Short exercise: Write the next part of the statistics assignment on dice throws and power, picking up right after its last sentence.

Given text:
────────────────
Additional reading::
  • Cohen, J. (1992). A Power Primer. Psychological Bulletin, 112(1), 155-159. [from after logging in with Solis ID]
Hyperlinks: Assignments:
  1. a. Download the data set mer3between to your computer. This data set contains outcomes of throws with two dice, numbered 1 and 2. Each throw was performed by a different participant, i.e. a between-subjects design. The research question to evaluate is whether there is a difference between the two dice under study. Formulate your H0 and your H1. Formulate your possible Type I and Type II errors in terms of detecting a difference between the two dice.
    b. Read a random sample of N=60 cases from this data set into your statistical package. (Alternatively, you could read all cases and randomly discard all but 60 cases.)
    c. Use the appropriate t test to answer the research question, using α=.05, two-sided. Draw a clear conclusion.
    d. Determine the standard deviations, s1 and s2, and determine the difference between the dice, M2-M1.
    e. Calculate (manually) the post-hoc effect size for your sample, d=(M2-M1)/spooled, where you may assume that spooled=1.329.
    f. Go to the power applets by Lenth (see above), and select the appropriate t test. What was the observed power in your study, using your answers from part d above? Also determine the minimum sample size, using your answers from part d. above, to obtain a power of .80 in detecting "your" difference. Also determine the minimum sample size to obtain a power of .90.
    g. Use the same applet to determine the minimum difference between means of the dice that can be assessed with "your" numbers of cases (note the possibility of different numbers of cases in the two groups) with a power above 0.80.
    h. Discuss your findings. Explain why you did or did not find a significant difference, while your sample size was or was not sufficient.
  2. a. Download the data set mer3within to your computer. This data set contains outcomes of two throws with two dice, numbered 1 and 2. Both throws were performed by the same participant, i.e. a within-subjects design. The research question to evaluate is again whether there is a difference between the two dice under study. Again formulate your H0 and your H1, and formulate your possible Type I and Type II errors in terms of detecting a difference between the two dice.
    b. Read a random sample of N=60 cases from this data set into your statistical package. (Alternatively, you could read all cases and randomly discard all but 60 cases.)
    c. Use the appropriate t test to answer the research question, using α=.05, two-sided. Draw a clear conclusion.
    d. Determine the difference between the dice, M2-M1, as well as the standard deviation of this difference, sdiff.
    e. Calculate (manually) the post-hoc effect size for your sample, d=(M2-M1)/sdiff.
    f. Go to the power applets by Lenth (see above), and select the appropriate t test. What was the observed power in your study, using your answers from part d above? Also determine the minimum sample size, using your answers from part d. above, to obtain a power of .80 in detecting "your" difference. Also determine the minimum sample size to obtain a power of .90.
────────────────
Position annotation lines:

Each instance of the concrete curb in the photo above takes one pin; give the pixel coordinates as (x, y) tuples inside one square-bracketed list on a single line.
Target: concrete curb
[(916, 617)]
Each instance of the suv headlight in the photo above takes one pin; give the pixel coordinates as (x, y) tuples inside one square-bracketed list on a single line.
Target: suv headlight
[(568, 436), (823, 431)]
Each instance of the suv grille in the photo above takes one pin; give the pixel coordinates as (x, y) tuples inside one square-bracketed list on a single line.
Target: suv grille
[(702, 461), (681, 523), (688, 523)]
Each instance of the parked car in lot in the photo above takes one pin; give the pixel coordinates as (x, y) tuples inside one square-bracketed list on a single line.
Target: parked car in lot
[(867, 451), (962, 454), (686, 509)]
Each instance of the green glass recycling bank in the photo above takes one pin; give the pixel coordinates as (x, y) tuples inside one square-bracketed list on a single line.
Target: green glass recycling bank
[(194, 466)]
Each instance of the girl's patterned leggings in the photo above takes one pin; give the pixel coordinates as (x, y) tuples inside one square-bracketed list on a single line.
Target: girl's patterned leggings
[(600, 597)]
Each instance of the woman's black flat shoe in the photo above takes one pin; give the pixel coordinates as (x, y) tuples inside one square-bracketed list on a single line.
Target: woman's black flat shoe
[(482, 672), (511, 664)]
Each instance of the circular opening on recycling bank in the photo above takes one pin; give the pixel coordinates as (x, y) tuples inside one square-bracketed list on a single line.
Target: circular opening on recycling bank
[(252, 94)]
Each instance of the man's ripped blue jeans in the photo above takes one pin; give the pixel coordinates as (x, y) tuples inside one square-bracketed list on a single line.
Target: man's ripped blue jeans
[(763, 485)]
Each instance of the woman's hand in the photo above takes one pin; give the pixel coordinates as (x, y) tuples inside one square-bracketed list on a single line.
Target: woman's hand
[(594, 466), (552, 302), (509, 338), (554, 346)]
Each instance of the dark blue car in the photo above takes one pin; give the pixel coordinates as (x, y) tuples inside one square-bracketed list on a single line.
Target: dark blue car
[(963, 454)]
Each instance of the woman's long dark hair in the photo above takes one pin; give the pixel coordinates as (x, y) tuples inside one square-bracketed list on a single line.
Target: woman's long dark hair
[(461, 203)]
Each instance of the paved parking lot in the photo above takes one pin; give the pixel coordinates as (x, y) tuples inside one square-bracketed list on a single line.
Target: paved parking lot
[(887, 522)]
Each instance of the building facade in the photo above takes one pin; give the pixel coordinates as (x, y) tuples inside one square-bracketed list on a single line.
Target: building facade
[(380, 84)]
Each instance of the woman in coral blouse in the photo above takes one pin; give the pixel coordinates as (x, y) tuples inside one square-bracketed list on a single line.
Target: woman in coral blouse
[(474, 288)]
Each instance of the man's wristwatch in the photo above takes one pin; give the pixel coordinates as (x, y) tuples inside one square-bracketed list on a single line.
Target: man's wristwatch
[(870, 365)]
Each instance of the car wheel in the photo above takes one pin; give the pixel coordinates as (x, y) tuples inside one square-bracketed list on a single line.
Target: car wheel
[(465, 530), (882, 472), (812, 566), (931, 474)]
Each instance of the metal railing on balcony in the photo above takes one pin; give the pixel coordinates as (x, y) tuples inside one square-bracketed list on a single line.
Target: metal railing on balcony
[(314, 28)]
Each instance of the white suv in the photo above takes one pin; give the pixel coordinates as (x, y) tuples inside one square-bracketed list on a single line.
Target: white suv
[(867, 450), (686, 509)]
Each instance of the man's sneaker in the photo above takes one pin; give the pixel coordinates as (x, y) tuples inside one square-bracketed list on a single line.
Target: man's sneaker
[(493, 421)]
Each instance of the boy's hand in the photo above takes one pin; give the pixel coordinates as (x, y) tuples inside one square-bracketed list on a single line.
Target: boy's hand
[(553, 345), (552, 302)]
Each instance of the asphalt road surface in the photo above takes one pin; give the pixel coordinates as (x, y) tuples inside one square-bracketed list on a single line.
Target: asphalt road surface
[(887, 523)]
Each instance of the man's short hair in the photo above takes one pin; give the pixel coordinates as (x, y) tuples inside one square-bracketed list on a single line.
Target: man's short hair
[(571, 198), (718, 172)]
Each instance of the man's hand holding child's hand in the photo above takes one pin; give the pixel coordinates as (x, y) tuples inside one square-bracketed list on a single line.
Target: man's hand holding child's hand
────────────────
The reply:
    g. Use the same applet to determine the minimum difference between means of the dice that can be assessed with "your" numbers of cases with a power above 0.80.
    h. Discuss your findings. Explain why you did or did not find a significant difference, while your sample size was or was not sufficient.
  3. Discuss the similarities and differences in outcomes between the two studies, with regard to sample size, power, effect size, and experimental design.

effect size

If we are comparing two groups of means, as in a pairwise t test, then the effect size d is defined as: d = (m1-m2)/s (Cohen, 1969, p.18; m represents mean).

A value of d=.2 is regarded as small, d=.5 as medium, d=.8 as large. It is left to the researcher to classify intermediate values (ibid., p.23-25).
The difference in body length between girls of 15 and 16 years old has a small effect size, just as male-female differences in sub-tests of an IQ test. "A medium effect size is conceived as one large enough to be visible to the naked eye," e.g. the difference in body length between girls of ages 14 and 18. Large effect sizes are "grossly perceptible", e.g. the difference in body length between girls of ages 13 and 18, or the difference in IQ between PhD graduates and freshman students.

If we are comparing k groups of means, as in an F test (ANOVA), then the effect size f is defined as: f = sm/s, where sm in turn is defined as the standard deviation of the k different group means (ibid., p.268). If k=2, then d=2f (ibid., p.278). These rules apply only if all groups are of the same size; otherwise different criteria apply.

A value of f=.10 is regarded as small, f=.25 as medium, f=.40 as large. Again, it is left to the researcher to classify intermediate values (ibid., p.278-281).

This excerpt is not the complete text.